DIRECTIONS FOR THIS TASK: Copy the lines of the items below word for word, beginning at the line that contains "ponytail and return bounding boxes." and stopping after the line that contains "[553,529,653,640]".
start RECORDS
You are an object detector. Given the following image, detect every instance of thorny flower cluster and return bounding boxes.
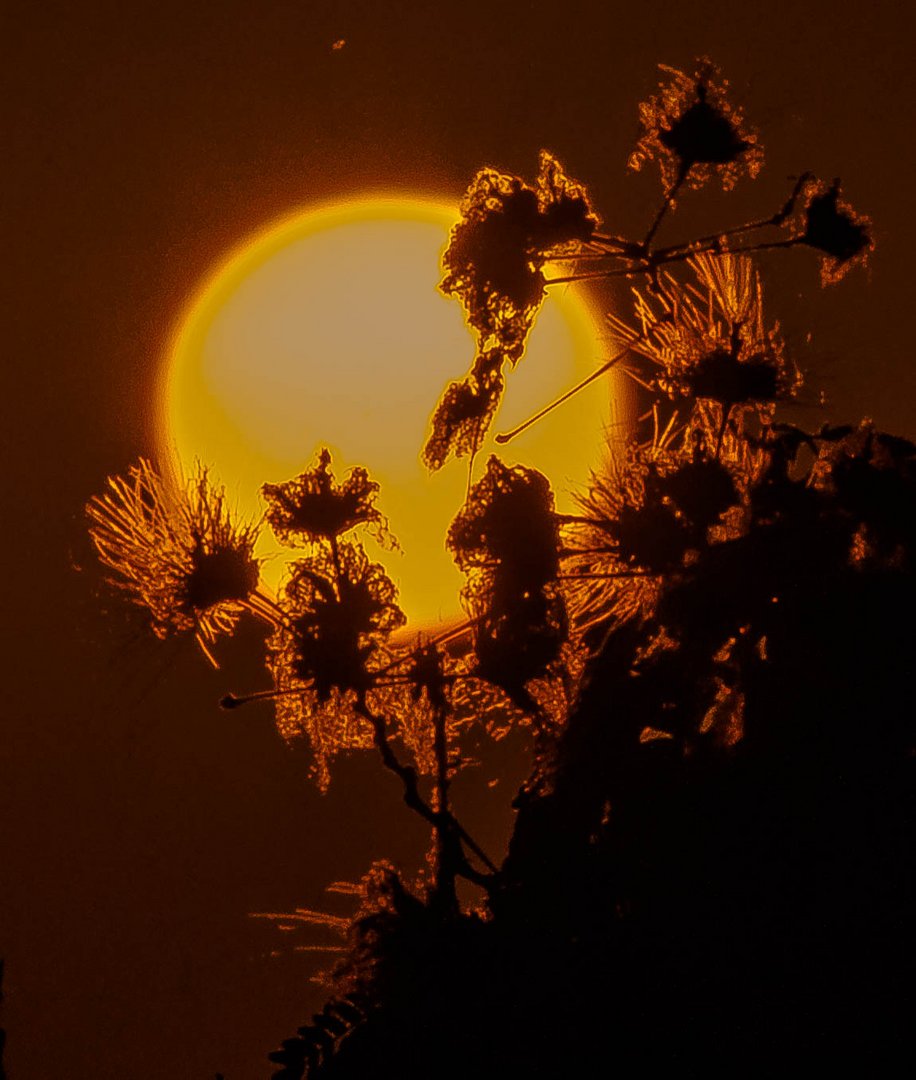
[89,59,872,903]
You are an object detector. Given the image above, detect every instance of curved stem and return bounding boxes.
[356,693,497,888]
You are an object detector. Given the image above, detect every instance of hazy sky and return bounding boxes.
[0,0,916,1080]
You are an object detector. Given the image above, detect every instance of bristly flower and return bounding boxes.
[790,179,875,285]
[86,459,258,661]
[261,449,394,548]
[609,254,800,446]
[422,349,506,470]
[423,150,598,469]
[447,457,569,714]
[268,542,405,788]
[629,57,764,191]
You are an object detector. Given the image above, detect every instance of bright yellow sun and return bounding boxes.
[159,198,629,629]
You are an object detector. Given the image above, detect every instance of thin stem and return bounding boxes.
[496,345,630,445]
[356,693,497,886]
[643,162,690,252]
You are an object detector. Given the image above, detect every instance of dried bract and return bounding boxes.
[800,180,875,285]
[425,150,598,469]
[86,460,258,659]
[609,254,800,421]
[630,58,764,190]
[268,542,405,789]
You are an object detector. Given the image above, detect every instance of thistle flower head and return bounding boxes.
[86,459,258,659]
[609,254,800,421]
[800,174,875,285]
[268,541,405,788]
[261,449,391,546]
[630,58,764,190]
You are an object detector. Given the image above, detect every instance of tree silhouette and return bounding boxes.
[90,60,916,1080]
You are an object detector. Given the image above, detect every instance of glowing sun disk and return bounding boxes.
[160,198,625,626]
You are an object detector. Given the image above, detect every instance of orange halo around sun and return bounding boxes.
[159,198,630,629]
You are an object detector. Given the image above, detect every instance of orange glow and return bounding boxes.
[159,198,629,627]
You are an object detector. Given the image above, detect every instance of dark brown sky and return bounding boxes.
[0,0,916,1080]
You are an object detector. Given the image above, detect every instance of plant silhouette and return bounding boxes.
[89,59,916,1080]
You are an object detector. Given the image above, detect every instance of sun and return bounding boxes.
[159,198,630,630]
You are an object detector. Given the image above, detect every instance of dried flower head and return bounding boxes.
[609,254,800,434]
[790,179,875,285]
[261,449,393,546]
[86,459,258,660]
[268,542,405,788]
[423,150,598,469]
[629,58,764,191]
[446,455,558,592]
[447,457,569,712]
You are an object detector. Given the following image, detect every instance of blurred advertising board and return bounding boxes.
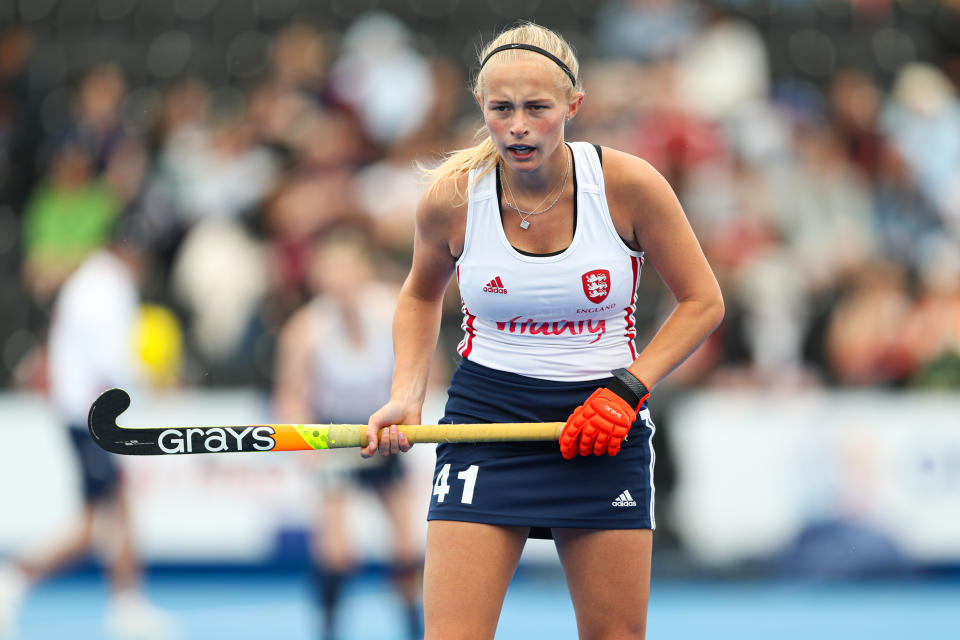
[0,389,442,564]
[666,391,960,566]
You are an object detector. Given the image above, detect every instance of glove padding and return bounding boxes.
[560,387,637,460]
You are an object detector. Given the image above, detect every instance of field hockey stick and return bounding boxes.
[87,389,563,456]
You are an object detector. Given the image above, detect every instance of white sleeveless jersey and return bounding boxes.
[309,284,396,424]
[457,142,643,381]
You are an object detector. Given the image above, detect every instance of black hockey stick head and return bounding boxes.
[87,389,160,455]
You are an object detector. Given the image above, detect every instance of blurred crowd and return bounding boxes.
[0,0,960,388]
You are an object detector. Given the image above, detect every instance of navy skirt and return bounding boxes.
[427,360,656,538]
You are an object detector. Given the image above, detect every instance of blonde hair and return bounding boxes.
[421,22,582,200]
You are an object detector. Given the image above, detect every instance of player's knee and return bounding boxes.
[578,614,647,640]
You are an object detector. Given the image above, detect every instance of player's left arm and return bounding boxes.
[603,149,724,390]
[560,149,724,459]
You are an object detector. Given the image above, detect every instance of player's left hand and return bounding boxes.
[560,369,650,460]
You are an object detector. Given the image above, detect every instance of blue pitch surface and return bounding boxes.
[13,572,960,640]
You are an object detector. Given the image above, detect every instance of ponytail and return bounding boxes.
[420,22,581,204]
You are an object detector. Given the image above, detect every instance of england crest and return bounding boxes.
[580,269,610,304]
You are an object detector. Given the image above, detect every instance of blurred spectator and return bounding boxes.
[160,88,278,224]
[897,239,960,377]
[263,108,362,312]
[881,63,960,235]
[826,262,910,386]
[678,4,770,121]
[24,141,121,302]
[171,220,268,384]
[0,221,172,639]
[67,64,132,174]
[596,0,699,62]
[274,229,423,640]
[333,12,434,145]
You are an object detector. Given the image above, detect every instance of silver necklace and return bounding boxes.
[499,149,570,231]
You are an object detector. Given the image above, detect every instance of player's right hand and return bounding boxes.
[360,400,420,458]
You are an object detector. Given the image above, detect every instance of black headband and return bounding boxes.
[480,42,577,88]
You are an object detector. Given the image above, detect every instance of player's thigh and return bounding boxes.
[423,520,529,640]
[553,529,653,640]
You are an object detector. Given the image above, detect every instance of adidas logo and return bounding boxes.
[483,276,507,293]
[610,491,637,507]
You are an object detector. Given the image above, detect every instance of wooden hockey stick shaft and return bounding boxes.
[88,389,563,455]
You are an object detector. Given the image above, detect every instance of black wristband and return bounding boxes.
[607,369,650,410]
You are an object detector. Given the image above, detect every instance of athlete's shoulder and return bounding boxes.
[417,171,470,223]
[601,147,672,204]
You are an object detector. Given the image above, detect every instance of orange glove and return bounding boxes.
[560,369,650,460]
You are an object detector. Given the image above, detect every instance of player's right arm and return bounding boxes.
[360,177,467,457]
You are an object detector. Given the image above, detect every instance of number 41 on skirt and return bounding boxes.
[433,464,480,504]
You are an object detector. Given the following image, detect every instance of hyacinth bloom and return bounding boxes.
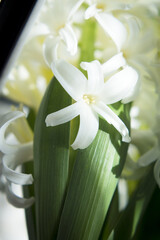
[85,1,127,52]
[31,0,84,66]
[46,60,138,149]
[0,111,34,208]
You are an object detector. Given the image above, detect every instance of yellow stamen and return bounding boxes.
[96,3,106,10]
[83,94,96,104]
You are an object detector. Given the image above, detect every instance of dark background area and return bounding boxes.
[0,0,38,78]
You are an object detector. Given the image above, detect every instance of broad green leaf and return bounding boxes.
[23,162,37,240]
[23,108,37,240]
[57,103,130,240]
[34,78,71,240]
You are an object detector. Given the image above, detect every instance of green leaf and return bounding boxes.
[23,162,37,240]
[34,78,71,240]
[57,103,129,240]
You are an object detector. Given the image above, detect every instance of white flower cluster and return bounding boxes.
[0,111,34,208]
[0,0,160,207]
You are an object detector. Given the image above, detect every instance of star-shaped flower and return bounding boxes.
[30,0,84,66]
[46,60,138,149]
[0,111,34,208]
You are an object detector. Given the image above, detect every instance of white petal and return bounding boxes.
[3,154,33,185]
[68,0,85,21]
[138,146,160,167]
[59,24,78,55]
[51,60,87,101]
[122,78,141,103]
[6,182,34,208]
[27,22,50,40]
[80,60,104,93]
[154,159,160,188]
[71,104,99,149]
[102,52,126,76]
[84,4,100,19]
[93,102,131,142]
[99,66,138,104]
[43,36,60,67]
[0,111,32,154]
[45,102,81,127]
[95,13,127,51]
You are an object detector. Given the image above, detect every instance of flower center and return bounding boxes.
[96,3,106,10]
[83,94,96,104]
[56,24,65,33]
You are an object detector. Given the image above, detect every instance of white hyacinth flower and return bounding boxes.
[0,111,34,208]
[46,60,138,149]
[85,1,127,52]
[31,0,84,66]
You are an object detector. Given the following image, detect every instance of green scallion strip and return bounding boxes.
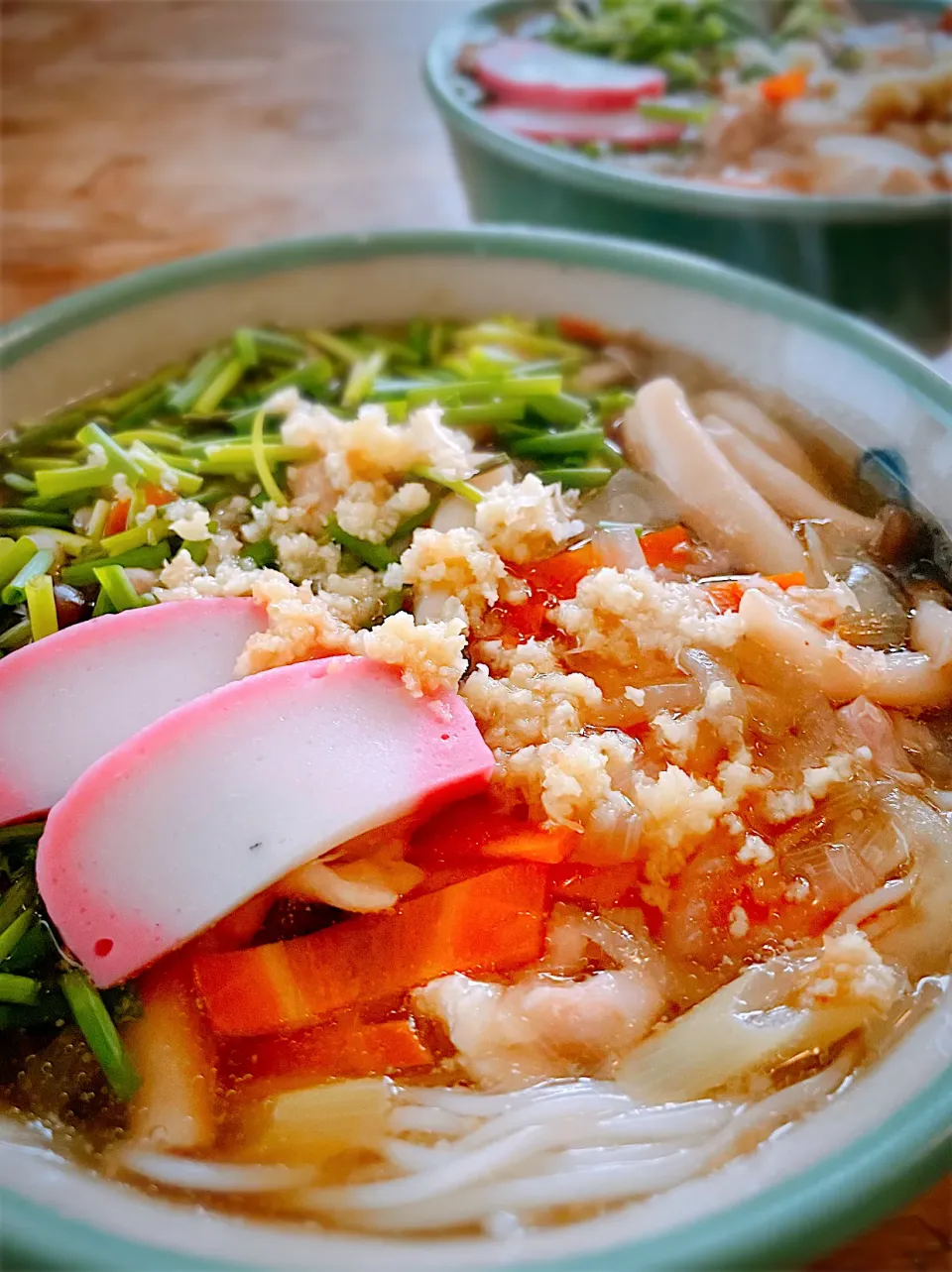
[304,331,360,367]
[0,972,40,1007]
[0,507,72,530]
[60,971,141,1100]
[536,468,612,490]
[529,393,592,428]
[24,574,60,641]
[327,517,397,570]
[251,407,288,507]
[341,349,387,410]
[60,535,172,588]
[0,909,33,963]
[443,401,526,428]
[76,423,144,482]
[0,874,36,931]
[410,464,482,504]
[37,464,112,499]
[0,548,54,606]
[0,535,37,589]
[167,349,230,414]
[406,375,562,409]
[192,356,244,414]
[99,521,157,557]
[93,565,143,613]
[0,619,32,653]
[509,428,605,459]
[232,327,259,370]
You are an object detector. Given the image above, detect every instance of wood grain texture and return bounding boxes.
[0,0,952,1272]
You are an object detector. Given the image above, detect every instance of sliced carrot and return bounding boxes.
[556,314,608,347]
[194,863,548,1037]
[552,862,642,909]
[760,67,808,105]
[143,482,178,508]
[103,499,129,539]
[516,540,602,601]
[223,1016,434,1088]
[641,525,691,570]
[704,570,807,613]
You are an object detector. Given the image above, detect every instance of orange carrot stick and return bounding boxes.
[224,1016,434,1088]
[194,863,547,1037]
[641,525,691,570]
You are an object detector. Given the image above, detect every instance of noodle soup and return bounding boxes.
[0,307,952,1236]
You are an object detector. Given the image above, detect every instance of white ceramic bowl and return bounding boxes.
[0,229,952,1272]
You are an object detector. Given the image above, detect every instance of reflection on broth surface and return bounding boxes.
[0,316,952,1236]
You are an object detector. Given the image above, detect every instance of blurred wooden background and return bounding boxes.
[0,0,952,1272]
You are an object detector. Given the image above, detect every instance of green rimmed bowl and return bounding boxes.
[0,228,952,1272]
[423,0,952,352]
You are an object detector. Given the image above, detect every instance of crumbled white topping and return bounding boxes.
[798,929,901,1011]
[363,613,466,697]
[165,499,211,543]
[476,473,585,562]
[736,833,774,867]
[387,527,506,616]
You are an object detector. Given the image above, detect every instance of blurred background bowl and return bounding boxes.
[423,0,952,354]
end RECORDS
ANSWER BELOW:
You are an object detector. Given the image above, detect every instance of ponytail and return bounding boxes.
[420,22,581,204]
You are an object detector. Given the image above, detect every instance of england crest and return bounding boxes.
[580,269,610,304]
You are an object detector. Given the image above, detect every instance of blurred spectator and return bounding boxes.
[160,88,278,224]
[897,239,960,377]
[263,108,362,312]
[881,63,960,235]
[826,262,910,386]
[678,4,770,121]
[24,141,121,302]
[171,220,268,384]
[0,221,172,639]
[67,64,132,174]
[596,0,699,62]
[274,229,423,640]
[333,12,434,145]
You are an object detector. Given the image above, detect every instance of silver necklace and return bounding boxes.
[499,149,570,231]
You are an object detector. Given the image above, detect every instance of player's right hand and return bounding boxes.
[360,400,420,458]
You are an object detector. Given the image above, detect every instance of black headband and return bounding boxes.
[480,42,577,88]
You are an object detector. Given the image above, detect every instance of player's thigh and return bounding boxes.
[423,520,529,640]
[553,529,653,640]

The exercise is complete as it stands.